- [Action item A] According to the report on Thomas Eric Duncan's death, on what date was he admitted to Texas Health Presbyterian Hospital Dallas?
- [Action item B] Why, according to the report on Thomas Eric Duncan's death, are Dallas health officials trying to tamp down residents' anxiety about catching Ebola? Answer in one to three sentences.
- [Action item C] Resume the report on Thomas Eric Duncan's death after its last sentence.

- [Document extract]
Thomas Eric Duncan, 42, was pronounced dead at 7:51 a.m. at Texas Health Presbyterian Hospital Dallas, where he was admitted Sept. 28 and had been kept in isolation, according to spokesman Wendell Watson.

“Mr. Duncan succumbed to an insidious disease,” Watson said in a statement.

Duncan carried the deadly virus with him from his home in Liberia, though he showed no symptoms when he left for the United States. He arrived in Dallas Sept. 20 and fell ill several days later. His condition was downgraded during the weekend from serious to critical.

Others in Dallas still are being monitored as health officials try to contain the virus that has ravaged West Africa, with more than 3,400 people reported dead. They also are trying to tamp down anxiety among residents frightened of contracting Ebola, though the disease can be spread only through direct contact with the bodily fluids of an already sick person.

Health officials have identified 10 people, including seven health workers, who had direct contact with Duncan while he was contagious. Another 38 people also may have come into contact with him. The four people living in the northeast Dallas apartment where Duncan stayed have been isolated in a private residence.

- [Data segment]

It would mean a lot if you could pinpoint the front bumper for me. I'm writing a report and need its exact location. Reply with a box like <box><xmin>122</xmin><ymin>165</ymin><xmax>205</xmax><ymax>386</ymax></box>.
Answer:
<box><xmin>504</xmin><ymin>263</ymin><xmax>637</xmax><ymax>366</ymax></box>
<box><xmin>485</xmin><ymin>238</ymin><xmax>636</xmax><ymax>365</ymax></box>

- [Exercise answer A] Sept. 28

- [Exercise answer B] Residents are frightened of contracting Ebola, but the disease can be spread only through direct contact with the bodily fluids of someone who is already sick.

- [Exercise answer C]
Duncan’s family had visited Texas Health Presbyterian earlier in the week and glimpsed Duncan using a camera system, but said Tuesday they had declined to view him again because the first time had been too upsetting.

“What we saw was very painful. It didn’t look good,” Duncan’s nephew, Josephus Weeks, said Tuesday.

The hospital has changed its explanation several times about when Duncan arrived and what he said about his travel history. It has acknowledged that Duncan told them on his first visit that he came from West Africa.

The Dallas County medical examiner’s office will not be receiving Duncan’s body, but spokesman Stephen Kurtz said he did not know Wednesday what the alternate arrangements would be.